Location identification items
--------------------

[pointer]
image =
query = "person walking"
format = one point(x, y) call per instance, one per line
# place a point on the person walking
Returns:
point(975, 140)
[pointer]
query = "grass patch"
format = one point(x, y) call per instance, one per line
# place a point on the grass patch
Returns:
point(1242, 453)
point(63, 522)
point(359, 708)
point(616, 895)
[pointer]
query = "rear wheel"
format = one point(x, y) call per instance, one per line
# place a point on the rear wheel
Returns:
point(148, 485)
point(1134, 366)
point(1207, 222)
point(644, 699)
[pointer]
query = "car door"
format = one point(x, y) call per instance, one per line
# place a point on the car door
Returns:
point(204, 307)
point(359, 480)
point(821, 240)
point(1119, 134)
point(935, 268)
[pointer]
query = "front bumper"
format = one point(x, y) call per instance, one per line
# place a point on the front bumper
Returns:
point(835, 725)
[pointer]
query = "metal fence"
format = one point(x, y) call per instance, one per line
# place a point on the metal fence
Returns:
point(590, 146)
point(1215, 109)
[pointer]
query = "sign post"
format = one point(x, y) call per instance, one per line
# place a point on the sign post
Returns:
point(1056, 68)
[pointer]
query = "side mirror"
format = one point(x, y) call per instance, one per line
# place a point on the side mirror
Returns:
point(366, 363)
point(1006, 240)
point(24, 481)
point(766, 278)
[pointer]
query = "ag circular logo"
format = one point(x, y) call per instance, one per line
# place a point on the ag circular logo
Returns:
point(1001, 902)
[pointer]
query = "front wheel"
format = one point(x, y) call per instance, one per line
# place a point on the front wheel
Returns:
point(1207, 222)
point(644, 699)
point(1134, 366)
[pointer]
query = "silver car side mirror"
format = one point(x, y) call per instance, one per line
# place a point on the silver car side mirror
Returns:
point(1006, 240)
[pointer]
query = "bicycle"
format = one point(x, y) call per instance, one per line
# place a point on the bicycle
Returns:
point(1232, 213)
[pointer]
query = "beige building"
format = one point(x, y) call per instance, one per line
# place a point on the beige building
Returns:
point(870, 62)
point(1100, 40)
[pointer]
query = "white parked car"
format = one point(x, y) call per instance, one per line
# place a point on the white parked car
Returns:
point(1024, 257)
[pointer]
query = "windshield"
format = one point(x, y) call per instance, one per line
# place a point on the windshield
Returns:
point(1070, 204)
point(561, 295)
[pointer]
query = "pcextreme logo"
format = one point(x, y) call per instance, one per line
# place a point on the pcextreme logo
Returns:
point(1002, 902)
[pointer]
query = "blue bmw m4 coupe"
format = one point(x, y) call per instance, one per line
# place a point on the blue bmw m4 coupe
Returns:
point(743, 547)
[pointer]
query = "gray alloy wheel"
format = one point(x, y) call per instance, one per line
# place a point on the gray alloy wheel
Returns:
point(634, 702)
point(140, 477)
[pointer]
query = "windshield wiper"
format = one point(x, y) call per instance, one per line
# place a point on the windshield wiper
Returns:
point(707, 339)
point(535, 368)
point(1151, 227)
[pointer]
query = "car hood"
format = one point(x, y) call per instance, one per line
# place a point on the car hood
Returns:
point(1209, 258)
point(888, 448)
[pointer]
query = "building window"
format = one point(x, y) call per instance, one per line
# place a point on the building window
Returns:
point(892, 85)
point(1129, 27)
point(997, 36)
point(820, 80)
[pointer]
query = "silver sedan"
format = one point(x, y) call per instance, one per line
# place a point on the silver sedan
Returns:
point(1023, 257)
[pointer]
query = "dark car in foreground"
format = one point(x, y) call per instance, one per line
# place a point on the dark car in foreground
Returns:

--------------------

[Required task]:
Retype all of the records above line for line, changing nothing.

[Response below]:
[pointer]
image =
query = "person walking"
format = one point(x, y) call per instance, one per line
# place a point on the person walking
Returns:
point(975, 140)
[pointer]
query = "grass patch"
format = one point(x, y) call per instance, one per line
# place a point on the grass patch
Returns:
point(1242, 453)
point(63, 522)
point(359, 708)
point(616, 895)
[pointer]
query = "rear wheel"
format = one point(x, y) call per instance, one per line
# place a point on the rear wheel
Returns:
point(148, 485)
point(1134, 366)
point(1207, 222)
point(644, 699)
[pointer]
query = "car door"
format = one point(x, y) call per instance, one per line
# place a point on the car door
Returns:
point(204, 307)
point(359, 480)
point(821, 240)
point(1119, 134)
point(935, 268)
[pointer]
query = "front bumper"
format = one point(x, y) call per instance, one per line
# place a point on the front bumper
Returns:
point(835, 725)
[pointer]
query = "metal fence"
format = one point(x, y) call per instance, one per line
# place a point on the metal fence
Returns:
point(590, 146)
point(1215, 109)
[pointer]
query = "sign post"
format = one point(x, y) call per instance, one per line
# place a point on the sign post
Returns:
point(1056, 68)
[pointer]
query = "side mirror"
format = one point(x, y) call per instance, one per line
# place a point on the side mirror
Returns:
point(366, 363)
point(1006, 240)
point(24, 481)
point(766, 278)
[pointer]
query = "ag circular logo"
format = one point(x, y) call per instance, one per line
# place a point on the ag circular logo
Returns:
point(1001, 902)
[pointer]
query = "front wheel"
format = one point(x, y) call per instance, one per line
# place a point on the front wheel
Returns:
point(1207, 222)
point(644, 699)
point(1134, 366)
[pointer]
query = "silver car side mirror"
format = one point(x, y) call per instance, one per line
# place a point on the silver car side mirror
Returns:
point(1006, 240)
[pointer]
query = "bicycle"
format = one point(x, y) call per instance, one per line
# place a point on the bicycle
Returns:
point(1232, 213)
[pointer]
query = "beige building"
format = one point(x, y) call per instance, one per line
# place a point on the beige building
Returns:
point(870, 62)
point(1100, 40)
[pointer]
query = "white parked car"
format = one point(x, y) call per instance, one per line
# place a point on the white parked car
Returns:
point(1024, 257)
[pointer]
query = "windshield"
format = one point(x, y) call per instance, one per line
# place a point on the windshield
Returns:
point(1070, 204)
point(561, 295)
[pointer]
query = "pcextreme logo"
format = one point(x, y) call per instance, one per line
# place a point on the pcextreme logo
Returns:
point(1002, 902)
[pointer]
query = "blue bmw m4 coupe"
format = one point(x, y) call per instance, one per line
# place a point on the blue bmw m4 coupe
Returns:
point(743, 547)
[pointer]
query = "gray alloy wheel"
format = one point(x, y) call per instance, one per line
# place a point on the gray alloy wheel
Returns:
point(634, 702)
point(140, 477)
[pointer]
query = "windshield wiper"
format = one point(x, y) call per instance, one per line
# place a point on the windshield wiper
Returns:
point(707, 339)
point(535, 368)
point(1151, 227)
[pointer]
query = "car hood"
format = one point(x, y) call per instance, one per line
# place a point on the car hood
Returns:
point(1209, 258)
point(888, 448)
[pointer]
query = "building window"
format = one point(x, y) call per instance, one per line
# place a point on the building window
Returns:
point(892, 85)
point(1129, 27)
point(997, 36)
point(820, 80)
[pointer]
query = "silver sedan"
format = one point(x, y) call per instance, one per line
# place a point on the silver sedan
Returns:
point(1023, 257)
[pointer]
query = "dark car in foreground"
format = one point(x, y) call per instance, one per line
# place a point on the dark car in foreground
Returns:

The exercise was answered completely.